**SOAL**
Jawab tiga pertanyaan berikut dari artikel tentang retorika di bawah, masing-masing pada barisnya sendiri.
(a) Di program studi dan universitas mana penulis artikel tercatat sebagai mahasiswa?
(b) Tiga tindakan apa yang disebut sebagai bagian dari seni yang diperlihatkan dalam kontestasi politik?
(c) Menurut kalangan yang menganggapnya sudah seharusnya, apa tugas pemimpin, dan siapa yang bekerja di lapangan?

**ARTIKEL**
================================

Mohamad Khusnial Muhtar Santri dan Mahasiswa Aqidah dan Filsafat Islam UIN Sunan Ampel Surabaya

Pentingnya Retorika dalam Kehidupan Beragama

2 min read

Dalam kontestasi politik yang telah berlalu, diperlihatkan kepada kita sebuah seni dalam mengajak, meyakinkan, dan memengaruhi massa, untuk menentukan pilihan dan dukungannya kepada satu atau beberapa kontestan dalam ajang pemilihan umum.

Para kontestan menyampaikan visi dan misi dengan berbagai cara melalui beragam media. Ada kalangan yang memandang semua itu sekadar “omon-omon” atau retorika belaka, tetapi ada juga yang memandang bahwa itu memang sudah seharusnya, karena pemimpin itu tugasnya ngomong, dan yang kerja di lapangan adalah pihak yang diutus melalui omongannya.

================================

**DATA TEREKSTRAK**
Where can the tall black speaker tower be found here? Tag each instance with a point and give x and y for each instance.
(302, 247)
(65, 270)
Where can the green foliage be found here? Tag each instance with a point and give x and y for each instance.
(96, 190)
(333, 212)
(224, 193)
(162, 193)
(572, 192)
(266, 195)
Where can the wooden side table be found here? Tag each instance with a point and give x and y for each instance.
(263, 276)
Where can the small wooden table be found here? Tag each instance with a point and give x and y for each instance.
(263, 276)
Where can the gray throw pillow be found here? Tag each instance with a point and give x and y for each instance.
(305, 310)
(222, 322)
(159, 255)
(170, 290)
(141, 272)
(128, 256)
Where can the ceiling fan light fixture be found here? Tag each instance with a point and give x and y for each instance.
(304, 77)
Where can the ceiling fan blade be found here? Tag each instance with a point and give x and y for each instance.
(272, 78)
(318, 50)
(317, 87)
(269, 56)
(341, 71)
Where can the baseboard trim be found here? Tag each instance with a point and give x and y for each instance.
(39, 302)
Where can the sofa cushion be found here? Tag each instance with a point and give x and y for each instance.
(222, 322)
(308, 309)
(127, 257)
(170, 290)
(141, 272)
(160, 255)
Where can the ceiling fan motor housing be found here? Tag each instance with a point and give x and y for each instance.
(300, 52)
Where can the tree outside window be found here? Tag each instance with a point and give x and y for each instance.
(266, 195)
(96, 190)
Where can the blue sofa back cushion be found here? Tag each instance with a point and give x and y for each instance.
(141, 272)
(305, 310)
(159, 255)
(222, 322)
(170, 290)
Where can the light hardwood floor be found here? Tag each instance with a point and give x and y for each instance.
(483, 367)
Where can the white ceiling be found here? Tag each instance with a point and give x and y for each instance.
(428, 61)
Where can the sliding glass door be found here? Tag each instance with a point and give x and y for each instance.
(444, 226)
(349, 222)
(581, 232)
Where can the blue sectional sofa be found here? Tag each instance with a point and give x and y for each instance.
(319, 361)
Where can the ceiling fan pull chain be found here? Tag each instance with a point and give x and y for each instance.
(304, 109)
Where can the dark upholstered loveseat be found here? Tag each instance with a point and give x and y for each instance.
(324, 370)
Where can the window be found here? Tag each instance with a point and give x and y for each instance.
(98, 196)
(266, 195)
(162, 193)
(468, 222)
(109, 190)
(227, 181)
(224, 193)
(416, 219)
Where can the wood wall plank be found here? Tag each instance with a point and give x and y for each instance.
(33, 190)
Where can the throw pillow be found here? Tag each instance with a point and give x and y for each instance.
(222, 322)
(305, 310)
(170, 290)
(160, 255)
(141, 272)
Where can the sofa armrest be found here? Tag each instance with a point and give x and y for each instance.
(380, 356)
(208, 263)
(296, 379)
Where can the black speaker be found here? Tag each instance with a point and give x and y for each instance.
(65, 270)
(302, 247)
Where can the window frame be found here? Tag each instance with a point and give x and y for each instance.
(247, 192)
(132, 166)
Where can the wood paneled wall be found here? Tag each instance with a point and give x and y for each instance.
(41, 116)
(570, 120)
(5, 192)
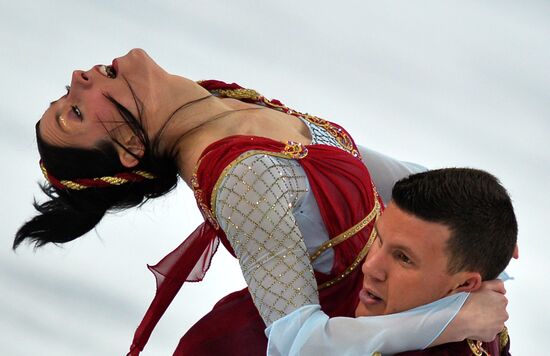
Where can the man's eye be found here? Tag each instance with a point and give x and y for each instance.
(77, 111)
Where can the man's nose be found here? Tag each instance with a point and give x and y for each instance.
(80, 79)
(374, 266)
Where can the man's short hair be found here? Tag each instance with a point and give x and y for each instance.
(476, 208)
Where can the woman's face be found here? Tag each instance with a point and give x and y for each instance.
(85, 115)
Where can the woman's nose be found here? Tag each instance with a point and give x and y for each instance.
(80, 78)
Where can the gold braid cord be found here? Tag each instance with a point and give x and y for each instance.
(106, 181)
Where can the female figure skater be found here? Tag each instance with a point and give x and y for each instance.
(286, 193)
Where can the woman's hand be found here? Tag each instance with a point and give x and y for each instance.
(481, 318)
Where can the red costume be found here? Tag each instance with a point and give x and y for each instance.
(500, 346)
(348, 205)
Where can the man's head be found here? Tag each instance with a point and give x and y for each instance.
(444, 232)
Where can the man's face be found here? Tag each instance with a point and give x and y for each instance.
(407, 265)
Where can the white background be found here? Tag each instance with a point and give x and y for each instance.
(441, 83)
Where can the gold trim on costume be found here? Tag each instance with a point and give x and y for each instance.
(349, 232)
(477, 348)
(355, 263)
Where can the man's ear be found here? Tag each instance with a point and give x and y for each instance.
(131, 152)
(467, 282)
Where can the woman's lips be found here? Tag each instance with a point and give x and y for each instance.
(368, 298)
(115, 65)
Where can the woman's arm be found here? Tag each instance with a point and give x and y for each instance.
(385, 171)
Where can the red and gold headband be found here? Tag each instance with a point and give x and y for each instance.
(107, 181)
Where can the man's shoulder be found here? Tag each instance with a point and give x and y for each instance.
(499, 346)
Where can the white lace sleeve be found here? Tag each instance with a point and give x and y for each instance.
(385, 171)
(254, 205)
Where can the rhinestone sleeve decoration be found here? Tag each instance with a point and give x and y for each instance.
(253, 205)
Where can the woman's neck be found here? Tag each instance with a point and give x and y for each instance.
(189, 119)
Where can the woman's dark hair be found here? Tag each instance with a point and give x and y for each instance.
(476, 208)
(69, 214)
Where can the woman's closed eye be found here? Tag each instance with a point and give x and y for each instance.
(403, 258)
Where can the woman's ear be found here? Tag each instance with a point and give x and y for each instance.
(467, 282)
(130, 151)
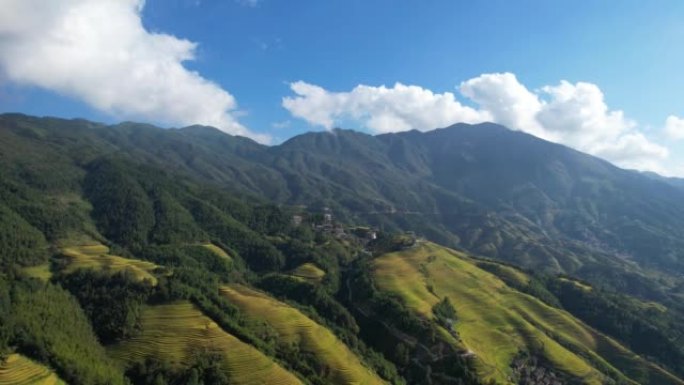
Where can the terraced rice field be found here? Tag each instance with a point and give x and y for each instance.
(294, 327)
(41, 272)
(217, 250)
(496, 321)
(308, 272)
(97, 257)
(19, 370)
(172, 332)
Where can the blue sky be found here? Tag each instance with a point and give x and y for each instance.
(616, 56)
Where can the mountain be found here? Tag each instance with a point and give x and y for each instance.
(483, 188)
(130, 253)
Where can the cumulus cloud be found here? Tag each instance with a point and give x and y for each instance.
(674, 127)
(381, 109)
(572, 114)
(98, 51)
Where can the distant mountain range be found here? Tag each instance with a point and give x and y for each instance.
(131, 254)
(495, 192)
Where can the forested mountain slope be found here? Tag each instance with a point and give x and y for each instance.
(108, 232)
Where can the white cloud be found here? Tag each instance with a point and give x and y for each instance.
(572, 114)
(674, 127)
(98, 51)
(381, 109)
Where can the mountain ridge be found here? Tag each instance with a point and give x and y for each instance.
(481, 187)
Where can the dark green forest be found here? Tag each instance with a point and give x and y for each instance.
(159, 195)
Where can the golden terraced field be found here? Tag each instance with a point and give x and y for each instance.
(172, 332)
(97, 257)
(294, 327)
(496, 321)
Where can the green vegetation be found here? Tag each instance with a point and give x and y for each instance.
(19, 370)
(308, 272)
(97, 257)
(112, 302)
(109, 234)
(335, 362)
(174, 332)
(45, 323)
(495, 322)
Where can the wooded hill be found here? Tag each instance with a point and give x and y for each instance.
(107, 232)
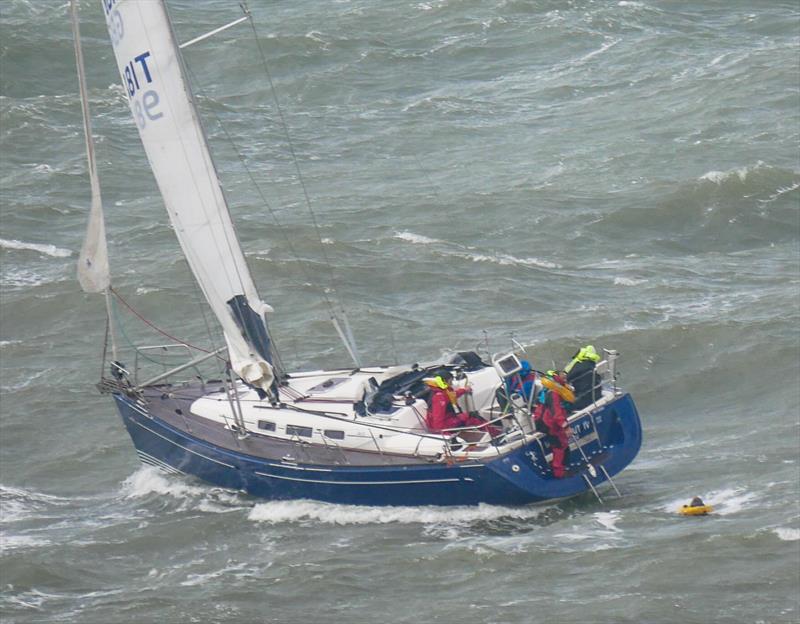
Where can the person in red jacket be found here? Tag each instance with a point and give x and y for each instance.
(444, 412)
(550, 416)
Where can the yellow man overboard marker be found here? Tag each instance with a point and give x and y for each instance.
(696, 508)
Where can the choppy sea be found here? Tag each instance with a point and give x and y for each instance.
(554, 172)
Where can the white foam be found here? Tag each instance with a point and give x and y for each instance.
(276, 512)
(599, 50)
(149, 480)
(608, 519)
(417, 239)
(718, 177)
(200, 579)
(17, 542)
(48, 250)
(725, 502)
(506, 259)
(787, 535)
(22, 277)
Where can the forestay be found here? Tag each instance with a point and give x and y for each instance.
(164, 112)
(93, 272)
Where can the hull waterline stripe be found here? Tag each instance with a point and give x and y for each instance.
(326, 482)
(216, 461)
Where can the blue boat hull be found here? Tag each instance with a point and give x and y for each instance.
(517, 478)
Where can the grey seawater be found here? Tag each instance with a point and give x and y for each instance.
(620, 172)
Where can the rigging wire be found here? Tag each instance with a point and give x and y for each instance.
(330, 304)
(301, 180)
(153, 326)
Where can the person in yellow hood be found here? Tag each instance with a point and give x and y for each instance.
(444, 412)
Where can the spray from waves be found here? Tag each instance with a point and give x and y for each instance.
(147, 481)
(48, 250)
(19, 504)
(740, 173)
(278, 512)
(416, 239)
(468, 253)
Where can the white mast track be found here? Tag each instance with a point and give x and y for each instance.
(214, 32)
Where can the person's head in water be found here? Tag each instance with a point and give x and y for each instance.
(444, 379)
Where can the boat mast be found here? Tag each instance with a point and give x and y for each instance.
(163, 107)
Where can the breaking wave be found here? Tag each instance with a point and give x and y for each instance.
(277, 512)
(48, 250)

================================

**JAWABAN**
(a) Program Aqidah dan Filsafat Islam, UIN Sunan Ampel Surabaya.
(b) Mengajak, meyakinkan, dan memengaruhi massa.
(c) Tugas pemimpin adalah ngomong, sedangkan yang bekerja di lapangan adalah pihak yang diutus melalui omongannya.